§ Job A: List every point range in the grading table of the DSP processors exam cover page.
§ Job B: Pick up the DSP processors exam cover page after its final line and continue it.

§ Text passage:
────────

Question 2: Arithmetic Logic Unit(13p)

(1)

Examination

Design of Embedded DSP Processors, TSEA26

Date 2012-10-26

Room T2

Time 8-12

Course code TSEA26

Exam code TEN1

Course name Design of Embedded DSP Processors

Department ISY

Number of questions 5

Number of pages (including this page) 10

Course responsible Andreas Ehliar

Teacher visiting the exam room Andreas Ehliar Phone number during the exam time

Visiting the exam room About 9 och 11 Course administrator Ylva Jernling

Permitted equipment None, besides an English dictionary

Grading

Points Swedish grade

41-50 5

31-40 4

21-30 3

0-20 U

Important information:

• You can answer in English or Swedish.

• When designing a hardware unit you should attempt to minimize the amount of hardware. (Unless otherwise noted in the question.)

────────

§ Recorded information:
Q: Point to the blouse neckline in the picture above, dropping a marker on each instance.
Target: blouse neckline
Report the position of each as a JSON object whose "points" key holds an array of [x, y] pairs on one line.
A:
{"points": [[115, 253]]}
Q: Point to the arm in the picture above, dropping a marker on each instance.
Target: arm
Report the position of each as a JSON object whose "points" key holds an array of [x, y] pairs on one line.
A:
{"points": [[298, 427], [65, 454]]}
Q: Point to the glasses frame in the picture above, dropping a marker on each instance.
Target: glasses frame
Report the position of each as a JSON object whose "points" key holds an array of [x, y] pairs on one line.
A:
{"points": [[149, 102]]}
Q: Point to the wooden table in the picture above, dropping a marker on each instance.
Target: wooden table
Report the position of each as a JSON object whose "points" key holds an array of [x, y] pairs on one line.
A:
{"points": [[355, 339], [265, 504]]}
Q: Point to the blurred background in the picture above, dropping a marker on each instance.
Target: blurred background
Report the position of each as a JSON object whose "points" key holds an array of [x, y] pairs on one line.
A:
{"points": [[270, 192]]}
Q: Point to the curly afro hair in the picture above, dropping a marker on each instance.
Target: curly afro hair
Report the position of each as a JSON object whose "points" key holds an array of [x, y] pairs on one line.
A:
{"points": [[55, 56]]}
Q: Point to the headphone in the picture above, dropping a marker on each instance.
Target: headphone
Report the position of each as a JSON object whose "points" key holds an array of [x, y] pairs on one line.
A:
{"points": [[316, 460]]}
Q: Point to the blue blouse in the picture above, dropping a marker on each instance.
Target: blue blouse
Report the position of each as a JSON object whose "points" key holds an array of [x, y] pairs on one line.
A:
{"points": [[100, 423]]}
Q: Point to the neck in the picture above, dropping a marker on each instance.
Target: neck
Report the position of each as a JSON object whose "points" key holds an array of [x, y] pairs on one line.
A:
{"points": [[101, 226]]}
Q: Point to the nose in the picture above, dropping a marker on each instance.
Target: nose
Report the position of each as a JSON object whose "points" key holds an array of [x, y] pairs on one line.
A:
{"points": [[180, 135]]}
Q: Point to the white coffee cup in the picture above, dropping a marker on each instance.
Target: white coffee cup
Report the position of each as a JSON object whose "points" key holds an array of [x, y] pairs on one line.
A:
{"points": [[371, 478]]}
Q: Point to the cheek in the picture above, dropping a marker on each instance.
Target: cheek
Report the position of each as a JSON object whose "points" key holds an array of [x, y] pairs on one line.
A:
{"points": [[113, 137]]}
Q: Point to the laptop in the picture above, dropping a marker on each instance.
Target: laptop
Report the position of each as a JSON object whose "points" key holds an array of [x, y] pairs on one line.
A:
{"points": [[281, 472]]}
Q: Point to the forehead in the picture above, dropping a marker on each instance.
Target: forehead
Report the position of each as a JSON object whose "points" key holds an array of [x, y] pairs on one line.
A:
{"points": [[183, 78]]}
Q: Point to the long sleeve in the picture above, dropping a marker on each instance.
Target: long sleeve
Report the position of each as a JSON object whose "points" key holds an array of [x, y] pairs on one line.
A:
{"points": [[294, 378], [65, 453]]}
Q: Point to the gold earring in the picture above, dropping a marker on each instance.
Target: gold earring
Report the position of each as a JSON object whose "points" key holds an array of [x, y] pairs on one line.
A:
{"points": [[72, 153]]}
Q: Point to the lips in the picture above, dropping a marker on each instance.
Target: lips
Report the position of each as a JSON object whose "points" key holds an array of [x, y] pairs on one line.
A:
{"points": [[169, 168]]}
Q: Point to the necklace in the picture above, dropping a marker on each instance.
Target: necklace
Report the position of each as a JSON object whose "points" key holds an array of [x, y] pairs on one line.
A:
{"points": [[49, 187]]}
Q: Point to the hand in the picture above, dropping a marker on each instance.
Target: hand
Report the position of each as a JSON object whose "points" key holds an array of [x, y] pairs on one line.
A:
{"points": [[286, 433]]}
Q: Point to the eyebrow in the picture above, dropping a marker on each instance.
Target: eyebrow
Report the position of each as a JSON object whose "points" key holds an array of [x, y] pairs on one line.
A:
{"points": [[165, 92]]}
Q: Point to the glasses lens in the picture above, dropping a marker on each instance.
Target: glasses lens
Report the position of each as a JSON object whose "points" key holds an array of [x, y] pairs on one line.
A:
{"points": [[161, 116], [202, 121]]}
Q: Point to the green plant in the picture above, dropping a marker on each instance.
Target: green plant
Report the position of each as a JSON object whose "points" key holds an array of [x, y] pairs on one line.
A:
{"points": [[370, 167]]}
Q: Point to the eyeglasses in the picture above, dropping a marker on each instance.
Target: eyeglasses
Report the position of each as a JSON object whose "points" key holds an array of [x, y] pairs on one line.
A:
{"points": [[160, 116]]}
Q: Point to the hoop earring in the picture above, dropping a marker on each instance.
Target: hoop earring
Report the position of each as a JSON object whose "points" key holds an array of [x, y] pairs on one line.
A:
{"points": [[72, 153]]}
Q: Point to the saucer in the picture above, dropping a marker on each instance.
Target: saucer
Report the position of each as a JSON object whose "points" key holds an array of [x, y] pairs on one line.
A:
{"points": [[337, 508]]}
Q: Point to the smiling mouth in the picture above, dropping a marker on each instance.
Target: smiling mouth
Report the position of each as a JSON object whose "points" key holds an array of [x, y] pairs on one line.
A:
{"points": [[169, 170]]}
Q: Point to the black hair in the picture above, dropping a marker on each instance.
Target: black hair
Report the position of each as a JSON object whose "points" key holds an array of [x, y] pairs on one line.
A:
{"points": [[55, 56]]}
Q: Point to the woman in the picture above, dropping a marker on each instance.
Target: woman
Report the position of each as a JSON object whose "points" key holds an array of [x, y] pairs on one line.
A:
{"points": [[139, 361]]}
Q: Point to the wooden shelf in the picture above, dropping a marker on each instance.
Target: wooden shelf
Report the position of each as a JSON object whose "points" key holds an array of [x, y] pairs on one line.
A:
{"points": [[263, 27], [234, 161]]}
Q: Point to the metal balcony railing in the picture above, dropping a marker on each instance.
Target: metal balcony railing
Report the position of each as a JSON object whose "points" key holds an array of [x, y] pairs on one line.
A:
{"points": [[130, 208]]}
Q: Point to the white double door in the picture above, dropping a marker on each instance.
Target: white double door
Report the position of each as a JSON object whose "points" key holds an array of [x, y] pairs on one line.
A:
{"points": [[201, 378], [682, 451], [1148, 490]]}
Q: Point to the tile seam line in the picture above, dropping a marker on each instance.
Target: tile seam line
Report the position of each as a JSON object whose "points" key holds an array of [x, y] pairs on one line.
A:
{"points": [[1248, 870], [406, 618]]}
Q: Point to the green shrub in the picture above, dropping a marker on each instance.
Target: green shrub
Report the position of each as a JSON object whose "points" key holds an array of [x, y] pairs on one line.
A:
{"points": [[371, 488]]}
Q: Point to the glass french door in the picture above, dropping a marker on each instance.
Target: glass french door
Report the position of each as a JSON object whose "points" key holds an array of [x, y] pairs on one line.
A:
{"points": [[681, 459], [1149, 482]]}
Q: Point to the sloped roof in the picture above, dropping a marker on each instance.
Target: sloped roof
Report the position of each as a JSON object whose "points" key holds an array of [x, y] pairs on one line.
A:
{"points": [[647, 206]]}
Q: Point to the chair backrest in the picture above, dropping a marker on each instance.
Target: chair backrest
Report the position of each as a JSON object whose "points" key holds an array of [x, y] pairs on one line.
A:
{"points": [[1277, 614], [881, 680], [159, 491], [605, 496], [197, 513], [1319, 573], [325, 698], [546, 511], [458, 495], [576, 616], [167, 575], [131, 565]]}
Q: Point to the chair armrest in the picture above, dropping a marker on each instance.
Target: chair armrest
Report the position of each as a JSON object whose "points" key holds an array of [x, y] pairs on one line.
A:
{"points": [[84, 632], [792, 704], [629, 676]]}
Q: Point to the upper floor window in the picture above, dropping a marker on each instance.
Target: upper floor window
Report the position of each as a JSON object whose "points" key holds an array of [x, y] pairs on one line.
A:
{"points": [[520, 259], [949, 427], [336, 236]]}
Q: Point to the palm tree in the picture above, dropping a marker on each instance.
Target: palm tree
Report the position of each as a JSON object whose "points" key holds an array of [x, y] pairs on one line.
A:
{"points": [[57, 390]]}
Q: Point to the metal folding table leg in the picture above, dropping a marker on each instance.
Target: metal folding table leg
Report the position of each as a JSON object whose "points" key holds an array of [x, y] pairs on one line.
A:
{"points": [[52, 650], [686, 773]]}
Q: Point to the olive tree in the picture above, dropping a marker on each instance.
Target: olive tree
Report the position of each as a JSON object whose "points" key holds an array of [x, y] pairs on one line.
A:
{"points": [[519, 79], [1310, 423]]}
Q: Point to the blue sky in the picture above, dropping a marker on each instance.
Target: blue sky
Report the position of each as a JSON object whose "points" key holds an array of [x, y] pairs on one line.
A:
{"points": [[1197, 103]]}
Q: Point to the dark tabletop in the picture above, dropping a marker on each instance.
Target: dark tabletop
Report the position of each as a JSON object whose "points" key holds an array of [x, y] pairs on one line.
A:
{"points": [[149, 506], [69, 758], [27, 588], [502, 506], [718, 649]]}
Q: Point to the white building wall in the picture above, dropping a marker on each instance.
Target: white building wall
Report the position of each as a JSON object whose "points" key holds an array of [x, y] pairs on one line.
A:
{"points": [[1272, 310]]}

────────

§ Task answer A: The grading table has four point ranges: 41-50, 31-40, 21-30, and 0-20.

§ Task answer B:
• The width of data buses and registers must be specified unless otherwise noted. Likewise, the alignment must be specified in all concatenations of signals or buses. When using a box such as “SATURATE” or “ROUND” in your schematic, you must (unless otherwise noted) describe the content of this box! (E.g. with RTL code). You can assume that all numbers are in two’s complement representation unless otherwise noted in the question.

• In questions where you are supposed to write an assembler program based on pseudo code you are allowed to optimize the assembler program in various ways as long as the output of the assembler program is identical to the output from the pseudo code. You can also (unless otherwise noted in the question) assume that hazards will not occur due to parts of the processor that you are not designing.

• Premade control tables are available at the end of the exam if you prefer that to drawing your own.

Good luck!

(2)

Question 1: Address Generator Unit(8p)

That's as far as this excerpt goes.